• [EXERCISE OBJECTIVE]
Pick up the school essay on training children's minds after its last sentence and continue it in the same voice.

“Education is not the learning of facts, but the training of the mind to think” — I came across this inspiring misquote, attributed to Albert Einstein.
It occurs to me how it is not possible to avoid training the mind. Simply by experiencing life the mind is trained, for better or for worse. The child’s mind, being far more impressionable than an adult’s, is profoundly “trained” by the social and physical environment. Adult habits modelled for the child, the culture of the home and the school and elsewhere, the child’s lifestyle in general all collectively form an integrated mental “training” that educate the child in values, attitudes, beliefs and ideas.
Part of that social environment is usually a school, and in your child’s case that means Kairos. The training of our students’ minds is a delicate, complex process — what a responsibility we share, adults of our children! The wise adage, “It takes a village to raise a child” (e.g. in Kiswahili, “Asiyefunzwa na mamae hufunzwa na ulimwengu.”) is relevant here. Together, in this village (and overlapping contexts in other areas of your children’s lives outside it), we are training minds, even when we are not aware of our actions or words.

• [DATA SECTION]
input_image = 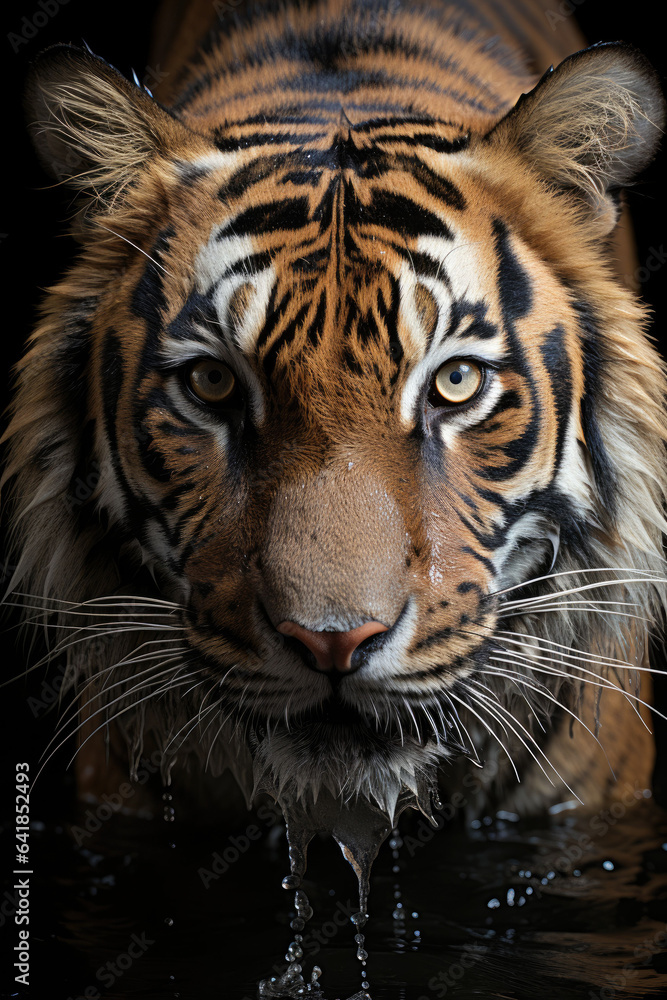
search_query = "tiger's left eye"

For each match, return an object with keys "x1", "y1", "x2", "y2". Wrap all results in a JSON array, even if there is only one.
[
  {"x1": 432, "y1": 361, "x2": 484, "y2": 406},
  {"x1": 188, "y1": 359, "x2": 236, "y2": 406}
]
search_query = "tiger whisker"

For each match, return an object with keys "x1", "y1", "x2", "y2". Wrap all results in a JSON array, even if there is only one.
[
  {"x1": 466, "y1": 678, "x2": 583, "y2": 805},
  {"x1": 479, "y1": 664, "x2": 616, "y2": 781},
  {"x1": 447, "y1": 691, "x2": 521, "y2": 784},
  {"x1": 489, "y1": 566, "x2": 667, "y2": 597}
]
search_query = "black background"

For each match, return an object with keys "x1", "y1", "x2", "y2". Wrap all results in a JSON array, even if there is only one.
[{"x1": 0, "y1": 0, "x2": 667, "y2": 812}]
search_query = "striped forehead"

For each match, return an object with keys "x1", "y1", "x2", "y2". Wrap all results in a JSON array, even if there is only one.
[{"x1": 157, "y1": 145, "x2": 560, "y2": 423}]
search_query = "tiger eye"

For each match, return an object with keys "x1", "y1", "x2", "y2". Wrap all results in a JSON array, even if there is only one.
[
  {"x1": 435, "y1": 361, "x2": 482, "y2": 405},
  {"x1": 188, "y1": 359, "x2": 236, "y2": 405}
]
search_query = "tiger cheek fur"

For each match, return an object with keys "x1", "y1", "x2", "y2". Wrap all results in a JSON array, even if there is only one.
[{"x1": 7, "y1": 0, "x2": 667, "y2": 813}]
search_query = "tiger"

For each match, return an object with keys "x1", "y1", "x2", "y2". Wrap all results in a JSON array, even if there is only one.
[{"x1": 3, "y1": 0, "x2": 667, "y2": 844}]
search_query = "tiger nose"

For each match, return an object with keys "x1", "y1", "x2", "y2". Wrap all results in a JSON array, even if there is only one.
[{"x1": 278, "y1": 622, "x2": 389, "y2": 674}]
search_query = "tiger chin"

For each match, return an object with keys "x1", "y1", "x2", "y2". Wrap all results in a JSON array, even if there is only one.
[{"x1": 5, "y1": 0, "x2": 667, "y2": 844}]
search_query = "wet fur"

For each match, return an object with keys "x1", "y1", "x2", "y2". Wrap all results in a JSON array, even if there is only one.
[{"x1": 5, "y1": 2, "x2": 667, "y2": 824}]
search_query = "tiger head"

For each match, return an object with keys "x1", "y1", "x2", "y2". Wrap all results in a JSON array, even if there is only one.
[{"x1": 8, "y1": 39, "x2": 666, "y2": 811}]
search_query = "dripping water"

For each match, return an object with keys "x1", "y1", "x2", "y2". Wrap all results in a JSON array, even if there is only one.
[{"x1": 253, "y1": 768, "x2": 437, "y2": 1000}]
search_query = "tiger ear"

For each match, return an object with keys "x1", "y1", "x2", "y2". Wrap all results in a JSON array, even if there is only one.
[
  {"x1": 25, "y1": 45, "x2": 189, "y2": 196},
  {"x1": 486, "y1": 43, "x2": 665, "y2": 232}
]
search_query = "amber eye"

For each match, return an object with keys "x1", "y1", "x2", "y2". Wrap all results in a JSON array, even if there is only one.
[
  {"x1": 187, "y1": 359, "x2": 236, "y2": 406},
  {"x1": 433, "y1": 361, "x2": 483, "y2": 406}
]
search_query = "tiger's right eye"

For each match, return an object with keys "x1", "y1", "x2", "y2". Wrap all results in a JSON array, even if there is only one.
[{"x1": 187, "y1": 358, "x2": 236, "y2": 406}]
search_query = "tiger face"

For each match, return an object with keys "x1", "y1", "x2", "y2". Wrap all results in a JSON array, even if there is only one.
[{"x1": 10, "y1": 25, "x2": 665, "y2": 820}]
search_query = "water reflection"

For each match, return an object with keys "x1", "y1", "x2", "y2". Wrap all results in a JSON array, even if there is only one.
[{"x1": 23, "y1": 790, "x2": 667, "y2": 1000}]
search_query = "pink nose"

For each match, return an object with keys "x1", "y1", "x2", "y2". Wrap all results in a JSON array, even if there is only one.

• [EXERCISE ANSWER]
This is eloquently conveyed in the Second Chapter of the book by Neil Postman and Charles Weingartner (see http://kairosschool.co.za/more-2-2/). The authors interrogate the implicit messages of a typical set of school test questions: passive uncritical acceptance is expected; thinking for yourself is useless; the voice of authority is always right; there is always only one right answer to any question, etc. And, in relation to the quote about facts, “Recall is the highest form of intellectual achievement, and the collection of unrelated ‘facts’ is the goal of education.”
Hence the importance of the inquiry-based culture of our school, epitomised perhaps by our Learning in Depth initiative (officially for the Grades 4-7s at present). LiD presents a contrast to the general trend globally in which school systems attempt to oblige children to learn an enormous amount of facts without experiencing depth in ANY discipline whatsoever. The intention of LiD is for each child to discover what academic depth looks like, and feels like, by becoming an expert in one particular topic.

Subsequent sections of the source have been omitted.